Given task | Reproduce the items verbatim from the line containing "Task: for every instance of the canal" through the last line of the items, and nothing else.

Material for this exercise |

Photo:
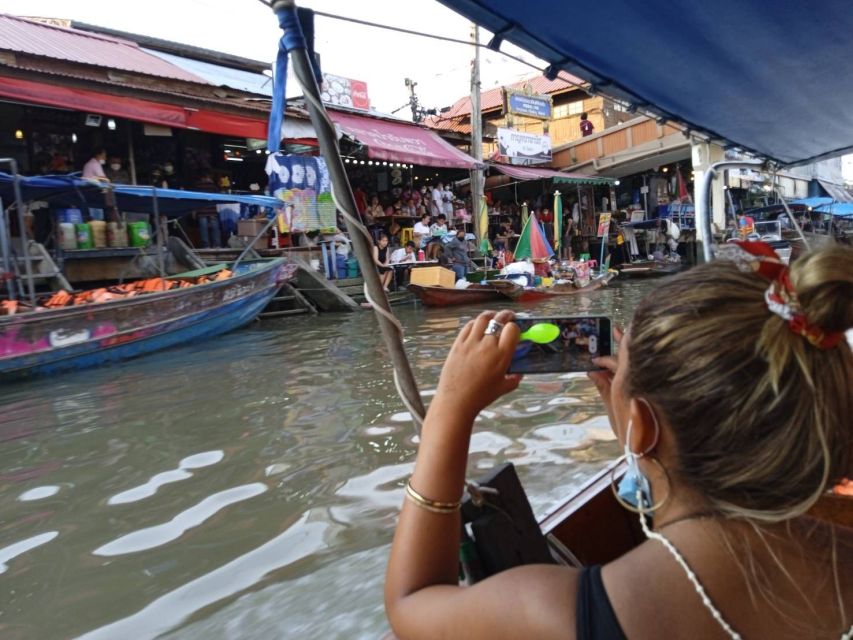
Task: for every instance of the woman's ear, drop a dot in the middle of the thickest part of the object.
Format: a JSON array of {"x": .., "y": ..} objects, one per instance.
[{"x": 645, "y": 432}]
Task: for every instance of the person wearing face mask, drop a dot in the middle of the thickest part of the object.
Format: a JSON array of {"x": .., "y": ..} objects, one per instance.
[
  {"x": 170, "y": 180},
  {"x": 116, "y": 172},
  {"x": 730, "y": 395},
  {"x": 94, "y": 168}
]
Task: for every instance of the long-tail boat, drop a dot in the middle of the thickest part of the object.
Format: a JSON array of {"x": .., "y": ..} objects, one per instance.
[{"x": 61, "y": 330}]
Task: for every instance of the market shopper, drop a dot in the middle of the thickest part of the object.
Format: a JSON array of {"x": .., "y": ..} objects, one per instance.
[
  {"x": 380, "y": 259},
  {"x": 421, "y": 231},
  {"x": 436, "y": 199},
  {"x": 727, "y": 468}
]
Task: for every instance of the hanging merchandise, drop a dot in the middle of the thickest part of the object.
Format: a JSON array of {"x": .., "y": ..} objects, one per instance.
[{"x": 302, "y": 183}]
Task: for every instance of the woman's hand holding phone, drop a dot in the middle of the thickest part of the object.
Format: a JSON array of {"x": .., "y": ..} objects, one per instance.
[
  {"x": 474, "y": 374},
  {"x": 603, "y": 379}
]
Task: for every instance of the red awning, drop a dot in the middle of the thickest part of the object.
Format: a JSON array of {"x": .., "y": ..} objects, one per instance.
[
  {"x": 168, "y": 115},
  {"x": 401, "y": 142},
  {"x": 227, "y": 124},
  {"x": 93, "y": 102},
  {"x": 531, "y": 173}
]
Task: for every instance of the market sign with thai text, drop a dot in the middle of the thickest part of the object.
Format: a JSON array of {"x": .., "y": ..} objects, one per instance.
[
  {"x": 532, "y": 147},
  {"x": 521, "y": 103},
  {"x": 344, "y": 92}
]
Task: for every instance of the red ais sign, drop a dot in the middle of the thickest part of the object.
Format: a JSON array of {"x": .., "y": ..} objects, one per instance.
[{"x": 345, "y": 92}]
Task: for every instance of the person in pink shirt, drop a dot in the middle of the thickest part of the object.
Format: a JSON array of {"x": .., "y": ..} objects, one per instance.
[
  {"x": 586, "y": 126},
  {"x": 94, "y": 168}
]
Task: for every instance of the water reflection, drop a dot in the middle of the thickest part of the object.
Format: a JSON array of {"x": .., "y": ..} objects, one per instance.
[
  {"x": 248, "y": 487},
  {"x": 197, "y": 461}
]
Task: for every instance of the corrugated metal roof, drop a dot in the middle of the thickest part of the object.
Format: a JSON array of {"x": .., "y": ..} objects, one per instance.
[
  {"x": 38, "y": 39},
  {"x": 220, "y": 75},
  {"x": 492, "y": 99}
]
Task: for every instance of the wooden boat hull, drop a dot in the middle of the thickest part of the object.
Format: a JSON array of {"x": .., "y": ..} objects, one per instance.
[
  {"x": 540, "y": 293},
  {"x": 445, "y": 297},
  {"x": 649, "y": 269},
  {"x": 51, "y": 341}
]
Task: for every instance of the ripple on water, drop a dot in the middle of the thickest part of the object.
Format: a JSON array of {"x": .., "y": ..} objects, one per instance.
[
  {"x": 19, "y": 548},
  {"x": 39, "y": 493},
  {"x": 194, "y": 516},
  {"x": 196, "y": 461}
]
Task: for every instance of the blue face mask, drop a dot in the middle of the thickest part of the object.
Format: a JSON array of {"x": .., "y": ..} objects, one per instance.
[{"x": 634, "y": 482}]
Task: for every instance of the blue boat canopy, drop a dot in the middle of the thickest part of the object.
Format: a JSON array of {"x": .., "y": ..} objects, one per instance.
[
  {"x": 72, "y": 192},
  {"x": 814, "y": 201},
  {"x": 772, "y": 78},
  {"x": 840, "y": 209}
]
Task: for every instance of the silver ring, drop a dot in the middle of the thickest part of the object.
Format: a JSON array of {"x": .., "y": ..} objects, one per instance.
[{"x": 493, "y": 328}]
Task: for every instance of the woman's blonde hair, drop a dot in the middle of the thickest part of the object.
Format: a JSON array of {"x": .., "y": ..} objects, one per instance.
[{"x": 763, "y": 420}]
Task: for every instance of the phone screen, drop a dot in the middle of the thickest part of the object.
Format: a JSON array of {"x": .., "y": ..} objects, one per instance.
[{"x": 556, "y": 345}]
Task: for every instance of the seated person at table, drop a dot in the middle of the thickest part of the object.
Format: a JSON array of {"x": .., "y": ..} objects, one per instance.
[
  {"x": 421, "y": 230},
  {"x": 437, "y": 231},
  {"x": 403, "y": 255},
  {"x": 410, "y": 208},
  {"x": 380, "y": 259},
  {"x": 374, "y": 210}
]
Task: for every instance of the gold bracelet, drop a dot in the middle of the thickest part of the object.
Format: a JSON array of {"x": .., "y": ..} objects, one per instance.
[{"x": 431, "y": 505}]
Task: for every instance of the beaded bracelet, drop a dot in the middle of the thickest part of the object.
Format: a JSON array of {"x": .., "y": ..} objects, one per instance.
[{"x": 431, "y": 505}]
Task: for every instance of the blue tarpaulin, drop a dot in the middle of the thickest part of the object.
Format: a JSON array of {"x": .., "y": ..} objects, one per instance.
[
  {"x": 774, "y": 78},
  {"x": 68, "y": 191}
]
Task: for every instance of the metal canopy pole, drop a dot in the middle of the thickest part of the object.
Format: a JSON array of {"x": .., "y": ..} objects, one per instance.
[
  {"x": 22, "y": 229},
  {"x": 161, "y": 266},
  {"x": 7, "y": 255},
  {"x": 345, "y": 201},
  {"x": 703, "y": 217}
]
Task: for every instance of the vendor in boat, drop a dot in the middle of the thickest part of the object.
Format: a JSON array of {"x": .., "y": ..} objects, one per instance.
[
  {"x": 457, "y": 250},
  {"x": 382, "y": 262},
  {"x": 405, "y": 255},
  {"x": 437, "y": 231},
  {"x": 731, "y": 397}
]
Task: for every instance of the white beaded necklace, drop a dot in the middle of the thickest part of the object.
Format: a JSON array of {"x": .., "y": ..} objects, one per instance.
[{"x": 654, "y": 535}]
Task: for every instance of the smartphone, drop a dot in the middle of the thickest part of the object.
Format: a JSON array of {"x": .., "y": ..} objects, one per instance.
[{"x": 561, "y": 344}]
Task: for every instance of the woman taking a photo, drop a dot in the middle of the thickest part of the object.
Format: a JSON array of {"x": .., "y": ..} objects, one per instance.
[{"x": 732, "y": 396}]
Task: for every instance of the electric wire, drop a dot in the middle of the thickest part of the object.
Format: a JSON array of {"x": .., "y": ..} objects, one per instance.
[{"x": 422, "y": 34}]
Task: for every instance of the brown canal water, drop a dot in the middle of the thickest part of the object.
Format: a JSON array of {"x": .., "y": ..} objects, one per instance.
[{"x": 247, "y": 487}]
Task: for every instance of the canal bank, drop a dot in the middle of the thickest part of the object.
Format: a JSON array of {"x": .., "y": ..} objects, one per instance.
[{"x": 247, "y": 487}]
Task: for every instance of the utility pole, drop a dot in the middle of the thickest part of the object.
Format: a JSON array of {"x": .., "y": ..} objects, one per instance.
[
  {"x": 477, "y": 178},
  {"x": 413, "y": 100}
]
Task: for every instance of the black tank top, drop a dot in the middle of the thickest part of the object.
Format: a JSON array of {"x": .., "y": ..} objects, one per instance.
[{"x": 596, "y": 619}]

The reply |
Task: for every instance of the canal bank, drop a dot in the middle of the thickest part of the object.
Format: a JSON array of {"x": .., "y": ..} objects, one per instance.
[{"x": 247, "y": 487}]
Task: for every instance of the utility pole, drop a dot in the middle of the thickest part of the object.
Format: a JSON array of {"x": .., "y": ..} objects, one per instance.
[
  {"x": 477, "y": 178},
  {"x": 413, "y": 100}
]
Task: for every instance of the black tank top, drop a dot in the middle of the thickest part of the object.
Format: a JSON array of {"x": .., "y": ..} objects, one per instance.
[{"x": 596, "y": 619}]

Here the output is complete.